Items listed in a dataset
-----

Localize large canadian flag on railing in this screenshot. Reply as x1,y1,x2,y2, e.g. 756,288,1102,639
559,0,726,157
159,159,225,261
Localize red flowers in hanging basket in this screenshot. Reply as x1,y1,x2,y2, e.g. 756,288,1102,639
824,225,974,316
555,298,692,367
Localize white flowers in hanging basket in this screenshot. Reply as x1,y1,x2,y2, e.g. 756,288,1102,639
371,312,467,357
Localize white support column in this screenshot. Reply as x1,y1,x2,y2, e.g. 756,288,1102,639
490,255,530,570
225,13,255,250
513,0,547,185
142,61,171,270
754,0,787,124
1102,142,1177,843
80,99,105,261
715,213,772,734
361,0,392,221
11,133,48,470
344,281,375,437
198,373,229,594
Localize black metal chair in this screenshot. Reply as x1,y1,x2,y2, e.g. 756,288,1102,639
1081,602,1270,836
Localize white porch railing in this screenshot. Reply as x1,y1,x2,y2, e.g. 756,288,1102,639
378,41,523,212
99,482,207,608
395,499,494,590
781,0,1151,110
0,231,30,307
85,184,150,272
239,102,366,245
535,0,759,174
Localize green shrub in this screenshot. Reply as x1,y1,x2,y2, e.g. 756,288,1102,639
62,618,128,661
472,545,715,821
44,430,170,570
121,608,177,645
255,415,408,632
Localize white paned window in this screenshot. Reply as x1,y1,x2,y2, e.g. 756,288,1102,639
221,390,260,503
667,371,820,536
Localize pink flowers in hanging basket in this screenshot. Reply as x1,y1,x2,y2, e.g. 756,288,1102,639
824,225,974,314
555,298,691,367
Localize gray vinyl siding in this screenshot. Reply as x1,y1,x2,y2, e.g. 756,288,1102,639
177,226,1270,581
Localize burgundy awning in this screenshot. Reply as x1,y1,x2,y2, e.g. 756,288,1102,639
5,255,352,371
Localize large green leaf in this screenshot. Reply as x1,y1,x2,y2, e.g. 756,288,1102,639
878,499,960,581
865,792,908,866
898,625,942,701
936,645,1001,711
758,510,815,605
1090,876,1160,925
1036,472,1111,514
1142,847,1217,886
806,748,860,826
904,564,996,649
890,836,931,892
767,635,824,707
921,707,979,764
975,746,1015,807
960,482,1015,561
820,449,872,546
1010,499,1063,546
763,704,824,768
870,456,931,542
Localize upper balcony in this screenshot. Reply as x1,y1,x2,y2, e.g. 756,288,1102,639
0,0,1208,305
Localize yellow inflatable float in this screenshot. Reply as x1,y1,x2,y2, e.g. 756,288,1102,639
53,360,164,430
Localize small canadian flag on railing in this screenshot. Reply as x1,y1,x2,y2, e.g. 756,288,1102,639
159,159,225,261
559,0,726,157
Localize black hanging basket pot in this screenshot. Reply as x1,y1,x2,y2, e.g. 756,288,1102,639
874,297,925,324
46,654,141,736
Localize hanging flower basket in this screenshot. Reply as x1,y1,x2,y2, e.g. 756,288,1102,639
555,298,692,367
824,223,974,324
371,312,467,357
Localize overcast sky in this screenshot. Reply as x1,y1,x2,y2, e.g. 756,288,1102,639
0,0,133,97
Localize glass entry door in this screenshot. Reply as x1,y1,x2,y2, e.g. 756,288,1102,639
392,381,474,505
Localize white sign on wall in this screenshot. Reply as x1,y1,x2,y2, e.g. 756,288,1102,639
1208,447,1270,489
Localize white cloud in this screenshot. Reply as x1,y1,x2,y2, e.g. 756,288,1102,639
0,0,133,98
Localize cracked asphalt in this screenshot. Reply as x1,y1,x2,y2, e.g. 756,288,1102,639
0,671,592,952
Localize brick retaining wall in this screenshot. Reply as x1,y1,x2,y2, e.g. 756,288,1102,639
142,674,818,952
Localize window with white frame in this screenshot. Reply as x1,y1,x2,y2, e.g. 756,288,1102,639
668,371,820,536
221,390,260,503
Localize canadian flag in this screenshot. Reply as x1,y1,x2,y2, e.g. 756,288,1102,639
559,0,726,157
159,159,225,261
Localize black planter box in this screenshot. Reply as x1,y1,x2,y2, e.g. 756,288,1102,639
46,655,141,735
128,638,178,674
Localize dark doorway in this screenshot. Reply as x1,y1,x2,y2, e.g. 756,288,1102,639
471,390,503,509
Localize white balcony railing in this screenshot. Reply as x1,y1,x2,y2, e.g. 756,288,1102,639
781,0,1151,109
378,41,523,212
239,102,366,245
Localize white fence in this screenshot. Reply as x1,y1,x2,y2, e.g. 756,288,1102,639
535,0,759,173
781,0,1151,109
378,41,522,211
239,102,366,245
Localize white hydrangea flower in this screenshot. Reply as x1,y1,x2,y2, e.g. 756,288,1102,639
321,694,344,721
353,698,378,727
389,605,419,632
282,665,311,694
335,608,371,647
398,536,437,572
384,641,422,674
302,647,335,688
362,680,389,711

-----

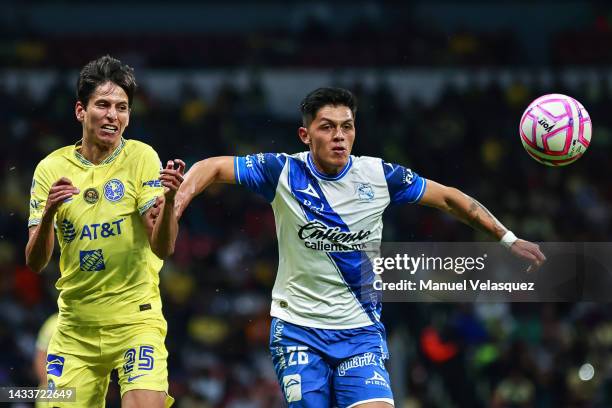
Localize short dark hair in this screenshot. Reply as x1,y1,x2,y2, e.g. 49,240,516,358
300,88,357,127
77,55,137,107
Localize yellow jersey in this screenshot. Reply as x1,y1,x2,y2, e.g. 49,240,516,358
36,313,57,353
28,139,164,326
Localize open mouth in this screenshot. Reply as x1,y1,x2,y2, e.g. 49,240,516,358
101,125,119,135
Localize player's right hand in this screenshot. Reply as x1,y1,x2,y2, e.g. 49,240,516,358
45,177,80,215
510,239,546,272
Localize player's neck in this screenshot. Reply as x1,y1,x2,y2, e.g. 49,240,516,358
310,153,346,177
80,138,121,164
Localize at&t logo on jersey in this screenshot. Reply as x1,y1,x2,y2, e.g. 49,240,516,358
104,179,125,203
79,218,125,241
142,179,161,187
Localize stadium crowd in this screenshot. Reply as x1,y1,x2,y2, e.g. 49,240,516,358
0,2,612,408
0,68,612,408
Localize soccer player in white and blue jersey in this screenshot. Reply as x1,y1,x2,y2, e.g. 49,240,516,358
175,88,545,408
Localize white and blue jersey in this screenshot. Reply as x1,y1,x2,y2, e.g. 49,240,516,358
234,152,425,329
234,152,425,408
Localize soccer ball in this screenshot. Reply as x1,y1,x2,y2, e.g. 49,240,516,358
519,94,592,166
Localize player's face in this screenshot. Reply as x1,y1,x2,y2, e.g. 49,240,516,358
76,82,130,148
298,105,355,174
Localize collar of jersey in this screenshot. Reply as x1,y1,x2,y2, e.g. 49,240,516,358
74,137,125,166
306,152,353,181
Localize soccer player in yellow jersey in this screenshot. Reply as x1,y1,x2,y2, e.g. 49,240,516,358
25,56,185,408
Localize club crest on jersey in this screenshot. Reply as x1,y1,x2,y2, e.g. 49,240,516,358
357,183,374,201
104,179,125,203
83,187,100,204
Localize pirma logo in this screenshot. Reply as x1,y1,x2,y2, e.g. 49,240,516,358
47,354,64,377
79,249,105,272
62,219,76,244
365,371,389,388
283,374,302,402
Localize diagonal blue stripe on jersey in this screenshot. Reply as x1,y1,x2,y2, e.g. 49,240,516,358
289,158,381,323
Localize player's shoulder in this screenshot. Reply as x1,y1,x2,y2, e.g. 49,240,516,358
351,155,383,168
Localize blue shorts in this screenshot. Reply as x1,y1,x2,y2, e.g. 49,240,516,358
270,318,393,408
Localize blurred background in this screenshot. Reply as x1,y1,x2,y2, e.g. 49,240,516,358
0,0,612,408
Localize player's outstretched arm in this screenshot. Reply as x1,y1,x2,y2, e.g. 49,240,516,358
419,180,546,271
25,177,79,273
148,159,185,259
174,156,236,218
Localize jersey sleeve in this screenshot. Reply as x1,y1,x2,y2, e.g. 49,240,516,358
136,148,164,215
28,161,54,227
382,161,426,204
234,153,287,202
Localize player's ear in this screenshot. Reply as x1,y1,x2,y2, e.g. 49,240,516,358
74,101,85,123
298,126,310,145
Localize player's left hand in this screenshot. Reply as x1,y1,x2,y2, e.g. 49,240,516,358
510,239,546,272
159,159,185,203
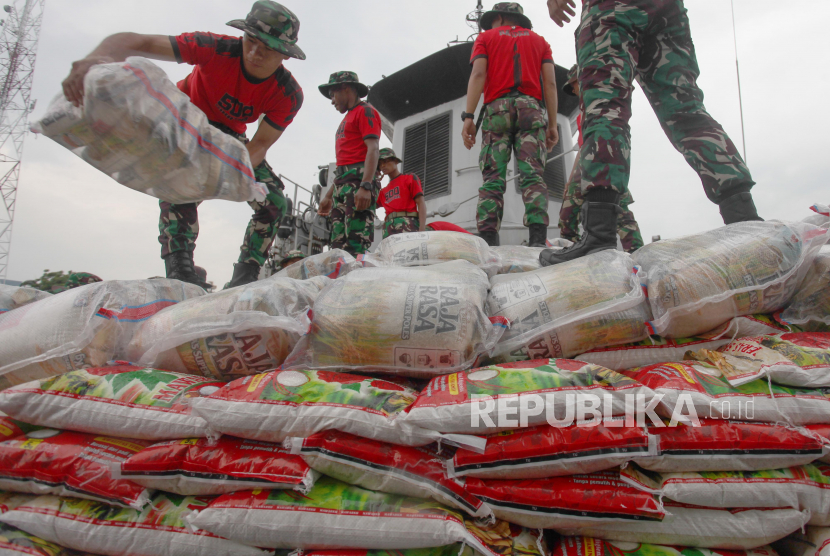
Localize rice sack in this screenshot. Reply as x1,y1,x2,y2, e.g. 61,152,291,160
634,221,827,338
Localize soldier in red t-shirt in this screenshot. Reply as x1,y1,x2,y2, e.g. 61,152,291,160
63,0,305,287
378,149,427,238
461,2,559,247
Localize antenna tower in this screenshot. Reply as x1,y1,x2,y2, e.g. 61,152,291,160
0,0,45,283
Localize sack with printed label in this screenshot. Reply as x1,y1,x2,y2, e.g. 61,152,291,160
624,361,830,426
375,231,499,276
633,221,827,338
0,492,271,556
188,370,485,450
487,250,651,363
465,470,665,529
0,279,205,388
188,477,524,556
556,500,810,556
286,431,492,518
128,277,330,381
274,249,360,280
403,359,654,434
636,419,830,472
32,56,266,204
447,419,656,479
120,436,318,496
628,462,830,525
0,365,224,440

-----

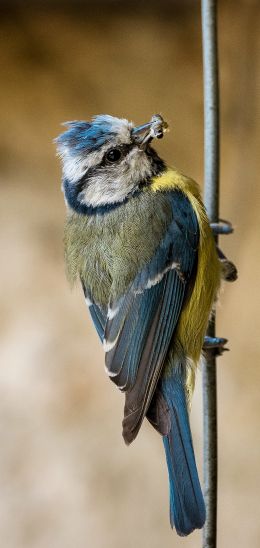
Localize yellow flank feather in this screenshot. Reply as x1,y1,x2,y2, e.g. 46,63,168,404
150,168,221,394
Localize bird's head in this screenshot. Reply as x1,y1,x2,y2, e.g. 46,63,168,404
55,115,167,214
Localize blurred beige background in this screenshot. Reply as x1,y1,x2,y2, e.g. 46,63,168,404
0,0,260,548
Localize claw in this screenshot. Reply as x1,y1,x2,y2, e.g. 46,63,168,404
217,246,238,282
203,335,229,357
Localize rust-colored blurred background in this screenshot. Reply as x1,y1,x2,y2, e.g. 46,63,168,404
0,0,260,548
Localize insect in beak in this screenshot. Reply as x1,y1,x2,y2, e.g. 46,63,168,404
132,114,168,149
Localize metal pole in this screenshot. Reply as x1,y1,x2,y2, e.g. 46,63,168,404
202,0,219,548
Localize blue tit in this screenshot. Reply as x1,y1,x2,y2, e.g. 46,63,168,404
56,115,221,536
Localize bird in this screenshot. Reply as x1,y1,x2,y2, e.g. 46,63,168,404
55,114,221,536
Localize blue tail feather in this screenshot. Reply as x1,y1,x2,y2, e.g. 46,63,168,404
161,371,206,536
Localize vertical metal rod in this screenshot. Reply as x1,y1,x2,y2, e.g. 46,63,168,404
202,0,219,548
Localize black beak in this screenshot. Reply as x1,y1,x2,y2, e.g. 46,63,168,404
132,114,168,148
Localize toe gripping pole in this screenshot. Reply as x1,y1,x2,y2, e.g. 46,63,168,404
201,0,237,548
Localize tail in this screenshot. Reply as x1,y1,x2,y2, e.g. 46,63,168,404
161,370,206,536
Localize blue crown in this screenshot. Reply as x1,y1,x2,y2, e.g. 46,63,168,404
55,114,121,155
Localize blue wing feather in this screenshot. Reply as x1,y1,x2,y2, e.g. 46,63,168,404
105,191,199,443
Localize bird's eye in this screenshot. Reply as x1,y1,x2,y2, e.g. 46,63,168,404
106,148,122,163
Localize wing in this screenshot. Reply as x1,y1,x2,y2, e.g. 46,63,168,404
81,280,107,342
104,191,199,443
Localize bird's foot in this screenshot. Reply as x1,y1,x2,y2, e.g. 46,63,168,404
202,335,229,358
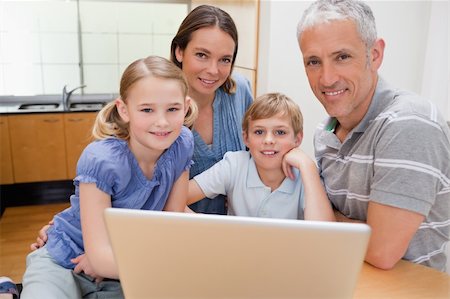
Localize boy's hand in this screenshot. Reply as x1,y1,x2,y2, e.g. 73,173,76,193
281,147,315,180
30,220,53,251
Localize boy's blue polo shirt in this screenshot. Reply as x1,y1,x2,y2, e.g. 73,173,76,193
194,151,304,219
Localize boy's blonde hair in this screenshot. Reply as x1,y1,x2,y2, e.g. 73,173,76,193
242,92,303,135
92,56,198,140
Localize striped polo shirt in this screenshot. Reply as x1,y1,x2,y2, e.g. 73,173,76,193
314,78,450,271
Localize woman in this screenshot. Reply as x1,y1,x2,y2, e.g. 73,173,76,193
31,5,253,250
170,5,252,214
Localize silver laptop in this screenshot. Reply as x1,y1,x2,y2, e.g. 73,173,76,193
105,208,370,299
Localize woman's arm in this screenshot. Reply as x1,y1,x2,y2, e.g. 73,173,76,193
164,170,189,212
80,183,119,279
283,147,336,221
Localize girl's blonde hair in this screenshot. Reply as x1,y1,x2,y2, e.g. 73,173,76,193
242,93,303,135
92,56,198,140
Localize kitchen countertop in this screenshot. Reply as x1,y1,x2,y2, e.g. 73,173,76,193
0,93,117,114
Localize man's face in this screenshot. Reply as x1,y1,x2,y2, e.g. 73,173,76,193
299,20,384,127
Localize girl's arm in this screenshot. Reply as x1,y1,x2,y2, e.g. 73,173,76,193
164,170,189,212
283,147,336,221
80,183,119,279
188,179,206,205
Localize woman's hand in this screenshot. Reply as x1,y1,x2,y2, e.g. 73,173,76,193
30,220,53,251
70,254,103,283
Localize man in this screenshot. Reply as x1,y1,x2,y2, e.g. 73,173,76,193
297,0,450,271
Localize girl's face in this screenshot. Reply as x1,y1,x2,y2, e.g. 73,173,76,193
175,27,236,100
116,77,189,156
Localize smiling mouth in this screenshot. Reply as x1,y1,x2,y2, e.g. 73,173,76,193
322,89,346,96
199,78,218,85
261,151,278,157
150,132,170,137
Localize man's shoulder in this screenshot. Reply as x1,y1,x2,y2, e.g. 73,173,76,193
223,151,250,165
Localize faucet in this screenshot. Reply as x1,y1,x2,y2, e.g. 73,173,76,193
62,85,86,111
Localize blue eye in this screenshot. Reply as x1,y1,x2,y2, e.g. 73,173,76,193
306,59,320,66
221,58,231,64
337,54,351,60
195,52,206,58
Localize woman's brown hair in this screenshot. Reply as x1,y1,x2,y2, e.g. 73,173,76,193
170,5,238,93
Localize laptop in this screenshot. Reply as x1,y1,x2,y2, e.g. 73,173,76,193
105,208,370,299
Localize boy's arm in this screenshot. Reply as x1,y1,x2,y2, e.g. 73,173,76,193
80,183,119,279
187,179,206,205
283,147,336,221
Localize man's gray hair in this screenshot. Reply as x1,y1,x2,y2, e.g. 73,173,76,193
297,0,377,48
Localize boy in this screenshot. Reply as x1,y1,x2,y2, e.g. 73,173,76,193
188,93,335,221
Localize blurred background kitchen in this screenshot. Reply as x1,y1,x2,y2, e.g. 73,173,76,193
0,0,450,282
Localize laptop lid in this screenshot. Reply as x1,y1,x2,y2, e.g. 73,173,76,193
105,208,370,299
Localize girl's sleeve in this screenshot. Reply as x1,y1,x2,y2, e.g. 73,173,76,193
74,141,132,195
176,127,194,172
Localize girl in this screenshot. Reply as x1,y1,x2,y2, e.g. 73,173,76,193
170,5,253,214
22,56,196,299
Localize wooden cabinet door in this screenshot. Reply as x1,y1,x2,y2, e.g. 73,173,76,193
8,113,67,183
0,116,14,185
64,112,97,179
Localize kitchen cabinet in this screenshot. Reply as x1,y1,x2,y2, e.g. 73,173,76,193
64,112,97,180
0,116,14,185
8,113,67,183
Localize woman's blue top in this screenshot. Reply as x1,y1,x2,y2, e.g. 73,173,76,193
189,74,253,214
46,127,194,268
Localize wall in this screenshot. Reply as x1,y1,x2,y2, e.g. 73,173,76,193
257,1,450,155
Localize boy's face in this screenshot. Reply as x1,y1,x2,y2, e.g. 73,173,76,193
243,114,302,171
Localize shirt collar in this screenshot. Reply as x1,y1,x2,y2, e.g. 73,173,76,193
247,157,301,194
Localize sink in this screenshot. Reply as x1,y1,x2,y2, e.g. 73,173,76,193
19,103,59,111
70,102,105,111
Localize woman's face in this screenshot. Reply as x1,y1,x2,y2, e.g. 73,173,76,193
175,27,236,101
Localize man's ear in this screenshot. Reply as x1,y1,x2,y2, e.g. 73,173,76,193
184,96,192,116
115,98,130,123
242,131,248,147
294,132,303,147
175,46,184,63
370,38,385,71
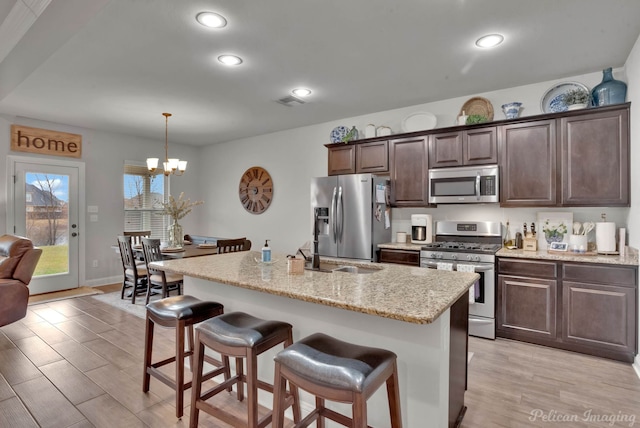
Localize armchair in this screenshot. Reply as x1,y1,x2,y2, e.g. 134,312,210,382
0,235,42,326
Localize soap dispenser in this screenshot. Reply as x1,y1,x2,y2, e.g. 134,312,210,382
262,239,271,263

-----

Direction
Count the lines above that contain the word "girl". Reply with the number alone.

Right answer
5